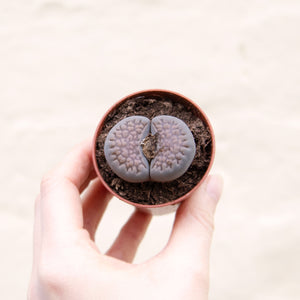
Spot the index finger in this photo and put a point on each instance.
(61, 209)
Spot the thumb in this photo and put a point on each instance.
(191, 236)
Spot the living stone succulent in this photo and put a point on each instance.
(138, 149)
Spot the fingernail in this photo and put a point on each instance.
(214, 186)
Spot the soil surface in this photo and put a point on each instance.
(151, 105)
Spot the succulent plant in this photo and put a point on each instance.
(138, 149)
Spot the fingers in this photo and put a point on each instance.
(94, 204)
(60, 207)
(193, 227)
(130, 237)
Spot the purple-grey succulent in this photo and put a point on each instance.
(168, 154)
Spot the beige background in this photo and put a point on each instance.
(63, 63)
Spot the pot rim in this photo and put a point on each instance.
(185, 196)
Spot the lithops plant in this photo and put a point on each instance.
(138, 149)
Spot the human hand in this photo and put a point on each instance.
(68, 265)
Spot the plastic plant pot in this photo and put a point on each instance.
(172, 148)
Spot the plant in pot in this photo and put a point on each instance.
(153, 148)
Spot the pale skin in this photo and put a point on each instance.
(67, 263)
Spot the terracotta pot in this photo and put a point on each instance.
(171, 205)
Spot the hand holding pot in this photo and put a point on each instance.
(68, 265)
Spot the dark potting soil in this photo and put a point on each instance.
(151, 105)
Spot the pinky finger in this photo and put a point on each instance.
(130, 237)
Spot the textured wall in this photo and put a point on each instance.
(63, 63)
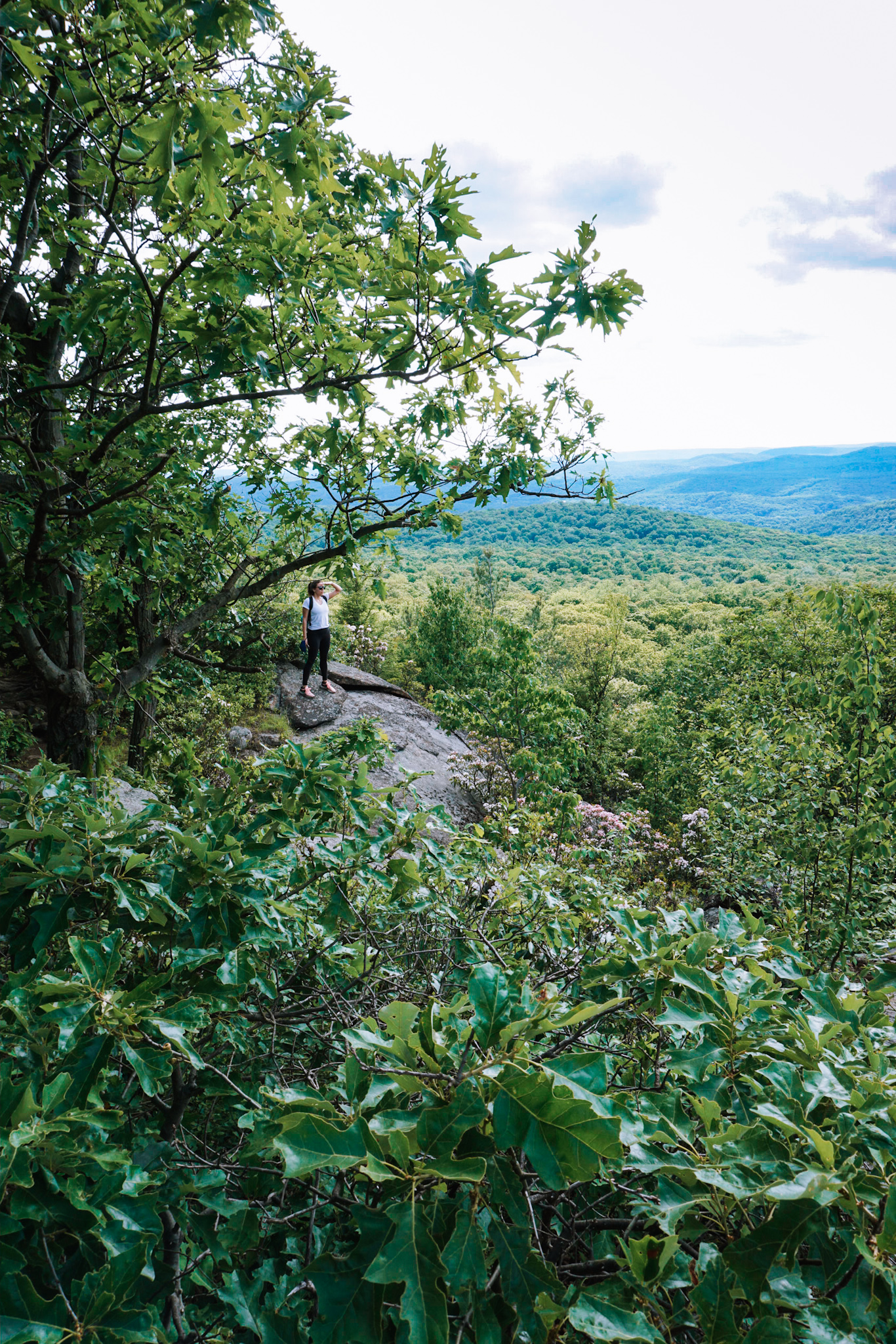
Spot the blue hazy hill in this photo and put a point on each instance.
(821, 491)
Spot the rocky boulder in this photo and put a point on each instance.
(418, 744)
(352, 679)
(302, 713)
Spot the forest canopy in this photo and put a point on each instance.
(190, 240)
(287, 1057)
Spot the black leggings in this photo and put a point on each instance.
(317, 642)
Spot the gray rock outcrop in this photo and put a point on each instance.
(302, 713)
(239, 738)
(352, 679)
(129, 797)
(417, 741)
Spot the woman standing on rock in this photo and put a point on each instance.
(316, 631)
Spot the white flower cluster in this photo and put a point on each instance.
(363, 650)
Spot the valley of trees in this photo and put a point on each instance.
(283, 1057)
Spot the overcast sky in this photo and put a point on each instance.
(742, 164)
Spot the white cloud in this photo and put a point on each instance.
(836, 233)
(747, 341)
(525, 203)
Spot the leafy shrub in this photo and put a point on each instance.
(277, 1066)
(363, 650)
(205, 715)
(445, 636)
(14, 738)
(527, 734)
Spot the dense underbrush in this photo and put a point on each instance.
(277, 1065)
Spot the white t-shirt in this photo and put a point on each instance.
(317, 613)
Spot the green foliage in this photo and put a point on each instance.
(14, 738)
(529, 730)
(190, 238)
(272, 1070)
(443, 636)
(202, 713)
(551, 543)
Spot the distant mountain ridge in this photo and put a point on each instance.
(825, 491)
(796, 491)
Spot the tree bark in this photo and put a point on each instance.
(71, 724)
(146, 704)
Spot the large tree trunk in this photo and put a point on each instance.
(71, 726)
(142, 727)
(146, 704)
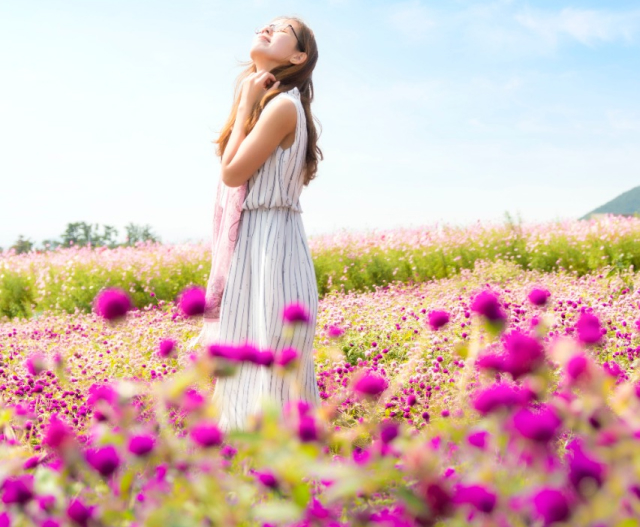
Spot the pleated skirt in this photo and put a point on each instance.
(271, 268)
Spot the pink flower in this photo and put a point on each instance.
(307, 429)
(389, 430)
(499, 396)
(17, 490)
(79, 513)
(552, 505)
(476, 495)
(104, 460)
(112, 304)
(296, 313)
(58, 433)
(35, 364)
(167, 347)
(192, 301)
(540, 426)
(141, 445)
(539, 297)
(370, 385)
(438, 319)
(206, 434)
(486, 304)
(267, 479)
(588, 327)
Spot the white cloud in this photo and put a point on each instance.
(412, 19)
(588, 27)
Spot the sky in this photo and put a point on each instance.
(431, 112)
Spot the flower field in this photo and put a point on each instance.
(498, 394)
(68, 279)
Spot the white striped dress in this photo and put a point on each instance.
(271, 267)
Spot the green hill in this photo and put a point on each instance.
(627, 203)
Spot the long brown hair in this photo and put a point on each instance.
(290, 76)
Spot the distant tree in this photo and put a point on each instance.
(22, 245)
(81, 234)
(139, 233)
(49, 245)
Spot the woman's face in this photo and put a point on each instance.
(276, 45)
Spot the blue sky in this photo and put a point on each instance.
(431, 112)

——————

TASK OBJECTIVE:
With pictures excluded, the material is to be written out exactly as given.

ANSWER SPACE:
Spot the index finger in this photo and put a point on each instance.
(61, 209)
Spot the thumb in this photo and put a point on each instance.
(191, 236)
Spot the living stone succulent in this photo and put a point on each instance.
(138, 149)
Spot the fingernail in this photo and put a point on each instance.
(214, 186)
Spot the soil surface in this photo and put a point on each instance.
(151, 105)
Spot the succulent plant in this photo and put a point on each instance.
(138, 149)
Spot the fingers in this photo and put a point on each instance.
(94, 204)
(60, 207)
(193, 227)
(130, 237)
Spot the purple-grey succulent in this photo and put a point on each instance.
(168, 154)
Spot the beige background in this photo and put a point on each instance.
(63, 63)
Spot the pot rim in this photo and put a point on each instance.
(185, 196)
Spot the lithops plant in this photo and put a point on each instance.
(138, 149)
Spot the human hand in this photo and put a point on each instance.
(68, 265)
Spot the plastic plant pot in this photo and put a point on each instance.
(172, 148)
Spot the plant in pot in this photo and put a point on each instance.
(153, 148)
Spot the pale skin in this photo and put a point on each instance.
(67, 263)
Spot the terracotta pot in this photo and put a point on each instance.
(171, 205)
Spot the hand holding pot in this photo and put a point on each instance.
(68, 265)
Spot the dark potting soil in this photo and put a point on each instance.
(151, 105)
Spot the pinky finger in this photo and put a point on each instance.
(130, 237)
Spot the textured wall in this photo and put a point on each instance.
(63, 63)
Spot the blue hazy hill in this photo and put a point on each instance.
(821, 491)
Spot the rocky boulder in this photo and put a point on each instance.
(418, 744)
(352, 679)
(302, 713)
Spot the forest canopy in this photo and put a point on each instance.
(190, 240)
(287, 1057)
Spot the black leggings in this photo and put a point on each instance.
(317, 642)
Spot the gray rock outcrop in this photo and put a point on each instance.
(302, 713)
(239, 738)
(352, 679)
(129, 797)
(417, 741)
Spot the woman standing on rock in this photo and put a point on each instance.
(316, 631)
Spot the white flower cluster in this photo and put a point on each instance.
(363, 650)
Spot the valley of trees in this photo and put a point on each instance.
(283, 1057)
Spot the overcast sky in this photo and put a point on each instance.
(742, 164)
Spot the white cloud in this photo and put a point on each instance.
(836, 233)
(747, 341)
(525, 203)
Spot the leafy shrub in this photo and put a point on each instance.
(277, 1066)
(363, 650)
(205, 715)
(445, 636)
(14, 738)
(527, 734)
Spot the dense underbrush in this photo and put a point on each instance.
(277, 1065)
Spot the white t-shirt in this photo and put a point on each instance.
(317, 613)
Spot the green foliage in this photo and put a point on each instance.
(14, 738)
(529, 730)
(190, 238)
(272, 1070)
(443, 636)
(202, 713)
(551, 543)
Spot the distant mountain ridge in this photo and put a point on each instance.
(825, 491)
(796, 491)
Spot the tree bark in this photo and put a point on each instance.
(71, 724)
(146, 704)
Spot the large tree trunk in this photo and put a point on each instance.
(71, 726)
(142, 727)
(146, 704)
Spot the pleated skirt in this photo and put a point on each instance.
(271, 268)
Spot the pink flower in this photo and put a point on each instance.
(307, 429)
(389, 430)
(499, 396)
(17, 490)
(79, 513)
(552, 505)
(476, 495)
(104, 460)
(112, 304)
(296, 313)
(58, 433)
(35, 364)
(167, 347)
(192, 301)
(540, 426)
(141, 445)
(539, 297)
(370, 385)
(438, 319)
(206, 434)
(486, 304)
(267, 479)
(588, 327)
Spot the white cloud in this photo and put a point on each instance.
(412, 19)
(588, 27)
Spot the sky in this photo and put a point on each instance.
(431, 112)
Spot the flower field in this photo and put a point on each instance.
(498, 394)
(68, 279)
Spot the white striped dress in this photo and put a point on each instance.
(271, 267)
Spot the green hill in this photo and put a point on each instance.
(627, 203)
Spot the long brown hair in this photo and put a point on each instance.
(290, 76)
Spot the distant tree in this photo and put a point on each instance.
(22, 245)
(81, 234)
(139, 233)
(49, 245)
Spot the woman's face in this photo and put a point on each instance.
(276, 45)
Spot the blue sky in this photo and put a point on each instance.
(431, 112)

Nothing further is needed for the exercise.